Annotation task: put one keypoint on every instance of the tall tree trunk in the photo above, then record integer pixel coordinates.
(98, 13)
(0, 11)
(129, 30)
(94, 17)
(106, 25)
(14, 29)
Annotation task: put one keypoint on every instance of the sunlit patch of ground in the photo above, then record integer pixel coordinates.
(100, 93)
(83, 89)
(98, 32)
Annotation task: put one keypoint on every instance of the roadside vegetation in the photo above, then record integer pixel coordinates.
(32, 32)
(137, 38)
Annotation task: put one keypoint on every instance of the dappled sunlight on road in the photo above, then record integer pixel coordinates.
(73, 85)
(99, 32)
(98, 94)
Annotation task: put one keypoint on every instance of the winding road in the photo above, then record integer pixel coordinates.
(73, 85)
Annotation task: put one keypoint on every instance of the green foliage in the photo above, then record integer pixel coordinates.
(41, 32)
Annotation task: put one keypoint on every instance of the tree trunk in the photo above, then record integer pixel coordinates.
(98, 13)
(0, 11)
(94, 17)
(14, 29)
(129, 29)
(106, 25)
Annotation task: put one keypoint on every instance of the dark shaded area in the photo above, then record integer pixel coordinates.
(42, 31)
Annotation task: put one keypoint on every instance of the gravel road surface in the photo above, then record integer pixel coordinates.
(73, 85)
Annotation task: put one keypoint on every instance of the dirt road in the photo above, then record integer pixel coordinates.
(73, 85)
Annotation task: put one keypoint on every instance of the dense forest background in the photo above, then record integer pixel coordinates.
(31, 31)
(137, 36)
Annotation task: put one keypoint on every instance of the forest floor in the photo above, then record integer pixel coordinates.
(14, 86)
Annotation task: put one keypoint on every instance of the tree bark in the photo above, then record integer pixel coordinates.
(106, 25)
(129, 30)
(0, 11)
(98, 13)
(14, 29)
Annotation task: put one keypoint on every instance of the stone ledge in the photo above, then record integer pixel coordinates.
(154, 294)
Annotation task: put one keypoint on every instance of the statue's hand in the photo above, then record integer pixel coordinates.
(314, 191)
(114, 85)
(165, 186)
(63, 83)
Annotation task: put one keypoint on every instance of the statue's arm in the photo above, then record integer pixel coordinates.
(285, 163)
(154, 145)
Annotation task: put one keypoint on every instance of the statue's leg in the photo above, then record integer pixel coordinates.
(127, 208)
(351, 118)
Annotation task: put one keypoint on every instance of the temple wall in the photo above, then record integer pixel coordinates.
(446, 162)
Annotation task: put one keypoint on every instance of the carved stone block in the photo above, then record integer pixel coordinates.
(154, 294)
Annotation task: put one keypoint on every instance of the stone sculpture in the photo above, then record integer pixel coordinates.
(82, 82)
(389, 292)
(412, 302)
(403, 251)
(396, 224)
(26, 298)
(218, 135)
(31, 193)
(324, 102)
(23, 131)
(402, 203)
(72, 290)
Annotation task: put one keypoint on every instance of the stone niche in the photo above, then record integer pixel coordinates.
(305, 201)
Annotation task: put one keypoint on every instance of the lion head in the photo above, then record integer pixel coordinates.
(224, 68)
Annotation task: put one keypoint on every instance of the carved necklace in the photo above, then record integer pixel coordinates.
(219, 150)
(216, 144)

● ● ● ● ● ● ●

Work to complete:
Everything from the line containing "Annotation task: put one keypoint on every instance of the lion" to the end of the listing above must be returned exactly. Both end lines belong in it.

Answer section:
Annotation task: put one keypoint on every instance of the lion head in the photo above, then record integer pixel coordinates.
(224, 68)
Annotation task: put one keypoint on every instance of the carved necklace in the photo above, then record integer pixel coordinates.
(219, 150)
(216, 144)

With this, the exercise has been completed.